[DATA RECORDS — start]

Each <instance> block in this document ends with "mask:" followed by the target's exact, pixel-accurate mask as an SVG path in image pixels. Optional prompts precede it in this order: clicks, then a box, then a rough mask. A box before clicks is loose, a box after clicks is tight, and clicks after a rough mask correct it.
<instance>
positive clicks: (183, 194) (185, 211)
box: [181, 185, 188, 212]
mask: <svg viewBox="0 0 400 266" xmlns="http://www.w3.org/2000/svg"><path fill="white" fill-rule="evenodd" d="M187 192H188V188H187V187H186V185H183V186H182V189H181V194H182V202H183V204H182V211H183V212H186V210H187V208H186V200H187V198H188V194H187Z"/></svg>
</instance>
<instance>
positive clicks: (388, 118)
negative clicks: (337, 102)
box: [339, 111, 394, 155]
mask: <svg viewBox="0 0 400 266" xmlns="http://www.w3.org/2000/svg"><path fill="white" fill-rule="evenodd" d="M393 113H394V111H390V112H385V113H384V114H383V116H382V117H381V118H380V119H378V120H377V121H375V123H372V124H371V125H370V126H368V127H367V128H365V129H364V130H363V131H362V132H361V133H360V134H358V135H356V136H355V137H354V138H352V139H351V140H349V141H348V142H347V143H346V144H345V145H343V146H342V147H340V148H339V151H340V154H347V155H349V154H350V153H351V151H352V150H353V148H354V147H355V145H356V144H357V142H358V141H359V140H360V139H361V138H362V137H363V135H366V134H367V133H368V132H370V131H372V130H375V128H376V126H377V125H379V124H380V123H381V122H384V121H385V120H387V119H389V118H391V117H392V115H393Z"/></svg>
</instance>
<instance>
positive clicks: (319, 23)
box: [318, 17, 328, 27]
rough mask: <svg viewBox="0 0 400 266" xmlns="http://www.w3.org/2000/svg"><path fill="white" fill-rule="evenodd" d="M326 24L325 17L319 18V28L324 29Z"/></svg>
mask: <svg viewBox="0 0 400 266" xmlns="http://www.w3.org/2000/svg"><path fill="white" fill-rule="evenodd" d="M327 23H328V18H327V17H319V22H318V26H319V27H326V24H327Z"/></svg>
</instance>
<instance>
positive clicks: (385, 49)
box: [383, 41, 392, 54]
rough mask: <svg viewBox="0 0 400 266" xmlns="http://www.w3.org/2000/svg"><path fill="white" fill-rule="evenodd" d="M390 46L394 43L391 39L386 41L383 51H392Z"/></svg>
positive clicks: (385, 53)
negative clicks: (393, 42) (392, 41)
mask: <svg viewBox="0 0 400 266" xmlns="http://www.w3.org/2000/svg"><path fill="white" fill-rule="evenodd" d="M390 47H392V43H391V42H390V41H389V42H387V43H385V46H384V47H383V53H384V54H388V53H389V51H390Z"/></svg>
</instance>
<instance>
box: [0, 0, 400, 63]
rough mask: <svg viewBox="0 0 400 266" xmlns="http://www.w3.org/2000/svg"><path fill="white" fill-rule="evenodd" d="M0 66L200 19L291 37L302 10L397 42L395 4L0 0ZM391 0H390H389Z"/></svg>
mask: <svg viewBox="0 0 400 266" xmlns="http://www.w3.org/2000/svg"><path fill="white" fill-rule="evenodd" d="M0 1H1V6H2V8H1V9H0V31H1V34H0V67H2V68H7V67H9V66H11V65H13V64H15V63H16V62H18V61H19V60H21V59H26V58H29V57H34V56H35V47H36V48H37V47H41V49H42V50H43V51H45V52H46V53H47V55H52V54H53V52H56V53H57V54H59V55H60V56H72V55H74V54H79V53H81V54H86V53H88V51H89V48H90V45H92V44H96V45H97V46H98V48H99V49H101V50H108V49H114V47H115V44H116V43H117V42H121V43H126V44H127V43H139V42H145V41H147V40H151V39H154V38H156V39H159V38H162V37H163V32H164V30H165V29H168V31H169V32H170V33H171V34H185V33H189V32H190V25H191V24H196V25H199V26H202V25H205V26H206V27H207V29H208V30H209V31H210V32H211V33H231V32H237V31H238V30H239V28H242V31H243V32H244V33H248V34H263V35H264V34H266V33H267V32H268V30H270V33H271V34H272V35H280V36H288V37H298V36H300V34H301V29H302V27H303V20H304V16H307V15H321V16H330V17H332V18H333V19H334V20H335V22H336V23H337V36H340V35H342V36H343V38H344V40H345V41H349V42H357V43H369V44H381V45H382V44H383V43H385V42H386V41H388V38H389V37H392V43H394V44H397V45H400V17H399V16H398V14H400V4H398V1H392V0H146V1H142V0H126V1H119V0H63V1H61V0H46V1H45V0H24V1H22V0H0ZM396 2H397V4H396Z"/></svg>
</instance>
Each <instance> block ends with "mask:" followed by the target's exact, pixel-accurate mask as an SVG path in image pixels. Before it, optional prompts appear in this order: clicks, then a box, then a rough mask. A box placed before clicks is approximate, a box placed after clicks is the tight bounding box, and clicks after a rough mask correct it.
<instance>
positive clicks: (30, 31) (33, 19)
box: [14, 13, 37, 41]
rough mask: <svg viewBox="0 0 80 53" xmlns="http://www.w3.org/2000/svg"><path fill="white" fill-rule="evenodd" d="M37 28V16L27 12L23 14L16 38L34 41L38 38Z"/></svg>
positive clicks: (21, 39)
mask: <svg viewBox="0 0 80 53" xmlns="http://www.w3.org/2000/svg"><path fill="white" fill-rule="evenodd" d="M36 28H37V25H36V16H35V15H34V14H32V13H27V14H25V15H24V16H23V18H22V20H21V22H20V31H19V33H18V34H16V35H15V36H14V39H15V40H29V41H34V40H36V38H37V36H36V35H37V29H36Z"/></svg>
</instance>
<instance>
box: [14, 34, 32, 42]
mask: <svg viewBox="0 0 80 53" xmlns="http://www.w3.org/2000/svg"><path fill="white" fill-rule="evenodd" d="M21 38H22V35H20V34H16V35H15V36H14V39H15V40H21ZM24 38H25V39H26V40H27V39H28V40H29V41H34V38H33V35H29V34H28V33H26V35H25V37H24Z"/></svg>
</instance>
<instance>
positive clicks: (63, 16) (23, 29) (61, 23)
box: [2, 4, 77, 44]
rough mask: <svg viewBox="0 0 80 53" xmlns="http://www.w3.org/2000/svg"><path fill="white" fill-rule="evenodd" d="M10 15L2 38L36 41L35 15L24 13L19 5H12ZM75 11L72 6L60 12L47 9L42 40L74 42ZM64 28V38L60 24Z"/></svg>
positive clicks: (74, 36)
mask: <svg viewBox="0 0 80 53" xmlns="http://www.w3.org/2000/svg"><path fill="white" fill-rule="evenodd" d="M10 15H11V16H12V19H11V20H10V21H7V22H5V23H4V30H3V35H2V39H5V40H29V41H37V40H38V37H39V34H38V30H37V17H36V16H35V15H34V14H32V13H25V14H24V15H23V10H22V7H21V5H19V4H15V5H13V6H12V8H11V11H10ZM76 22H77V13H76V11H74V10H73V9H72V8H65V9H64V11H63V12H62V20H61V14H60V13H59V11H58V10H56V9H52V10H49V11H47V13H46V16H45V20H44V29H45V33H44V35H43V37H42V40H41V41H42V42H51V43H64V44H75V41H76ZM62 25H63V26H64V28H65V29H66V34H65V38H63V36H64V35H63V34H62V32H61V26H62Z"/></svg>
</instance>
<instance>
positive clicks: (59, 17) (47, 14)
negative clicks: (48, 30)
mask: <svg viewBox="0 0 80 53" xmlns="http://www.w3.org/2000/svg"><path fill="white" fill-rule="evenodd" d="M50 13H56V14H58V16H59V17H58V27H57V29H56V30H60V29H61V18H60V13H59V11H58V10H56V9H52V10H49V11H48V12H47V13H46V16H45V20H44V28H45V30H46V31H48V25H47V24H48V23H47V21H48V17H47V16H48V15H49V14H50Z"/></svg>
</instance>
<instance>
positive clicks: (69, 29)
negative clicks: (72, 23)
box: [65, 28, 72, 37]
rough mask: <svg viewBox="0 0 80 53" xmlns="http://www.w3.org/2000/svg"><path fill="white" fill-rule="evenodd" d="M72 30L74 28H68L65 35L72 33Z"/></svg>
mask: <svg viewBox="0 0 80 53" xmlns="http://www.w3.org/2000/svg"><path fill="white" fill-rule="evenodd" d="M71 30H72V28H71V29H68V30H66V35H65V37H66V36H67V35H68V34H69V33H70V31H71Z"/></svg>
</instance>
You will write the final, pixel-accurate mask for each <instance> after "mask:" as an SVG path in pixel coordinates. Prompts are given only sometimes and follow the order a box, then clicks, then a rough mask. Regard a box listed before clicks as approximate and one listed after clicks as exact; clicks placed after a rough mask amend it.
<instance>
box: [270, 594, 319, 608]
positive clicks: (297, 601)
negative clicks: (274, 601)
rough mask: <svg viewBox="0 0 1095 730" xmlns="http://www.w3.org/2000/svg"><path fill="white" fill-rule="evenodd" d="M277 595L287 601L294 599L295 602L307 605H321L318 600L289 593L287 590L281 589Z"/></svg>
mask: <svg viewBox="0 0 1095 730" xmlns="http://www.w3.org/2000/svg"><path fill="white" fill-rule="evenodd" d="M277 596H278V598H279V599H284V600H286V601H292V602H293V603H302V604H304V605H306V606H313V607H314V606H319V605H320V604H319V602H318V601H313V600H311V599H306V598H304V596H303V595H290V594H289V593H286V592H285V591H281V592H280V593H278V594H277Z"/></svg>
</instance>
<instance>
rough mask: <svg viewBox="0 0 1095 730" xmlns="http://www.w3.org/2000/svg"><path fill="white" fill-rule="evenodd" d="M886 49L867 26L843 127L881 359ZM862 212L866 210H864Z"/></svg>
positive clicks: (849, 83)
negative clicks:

[DATA RECORDS — finish]

-- WHAT NEEDS TO BE DONE --
Your answer should be the lines from the one containing "30L74 28H68L65 35L72" through the end of the records, both included, output exactly and with nothing added.

-- EXERCISE SOLUTION --
rough mask: <svg viewBox="0 0 80 53" xmlns="http://www.w3.org/2000/svg"><path fill="white" fill-rule="evenodd" d="M72 30L74 28H68L65 35L72 33Z"/></svg>
mask: <svg viewBox="0 0 80 53" xmlns="http://www.w3.org/2000/svg"><path fill="white" fill-rule="evenodd" d="M71 30H72V28H71V29H68V30H66V35H65V37H66V36H67V35H68V34H69V33H70V31H71Z"/></svg>
</instance>
You will write the final, pixel-accurate mask for each <instance> after "mask:" as an SVG path in pixel coordinates. Prompts are given only sometimes and follow the order a box, then clicks, then a rough mask. Regard a box listed before clicks as approximate and one listed after clicks as exact; clicks placed after a rough mask amend it.
<instance>
box: [270, 594, 319, 608]
positive clicks: (297, 601)
negative clicks: (274, 601)
rough mask: <svg viewBox="0 0 1095 730" xmlns="http://www.w3.org/2000/svg"><path fill="white" fill-rule="evenodd" d="M277 595L287 601L294 599L295 602L307 605H321L318 600L289 593L287 590L281 589Z"/></svg>
mask: <svg viewBox="0 0 1095 730" xmlns="http://www.w3.org/2000/svg"><path fill="white" fill-rule="evenodd" d="M277 596H278V598H279V599H284V600H286V601H292V602H293V603H302V604H304V605H306V606H313V607H314V606H319V605H320V604H319V602H318V601H313V600H311V599H306V598H304V596H303V595H290V594H289V593H286V592H285V591H281V592H280V593H278V594H277Z"/></svg>
</instance>
<instance>
rough mask: <svg viewBox="0 0 1095 730" xmlns="http://www.w3.org/2000/svg"><path fill="white" fill-rule="evenodd" d="M886 49L867 26L843 127L881 359ZM862 212L866 210H864Z"/></svg>
positive clicks: (849, 83)
negative clicks:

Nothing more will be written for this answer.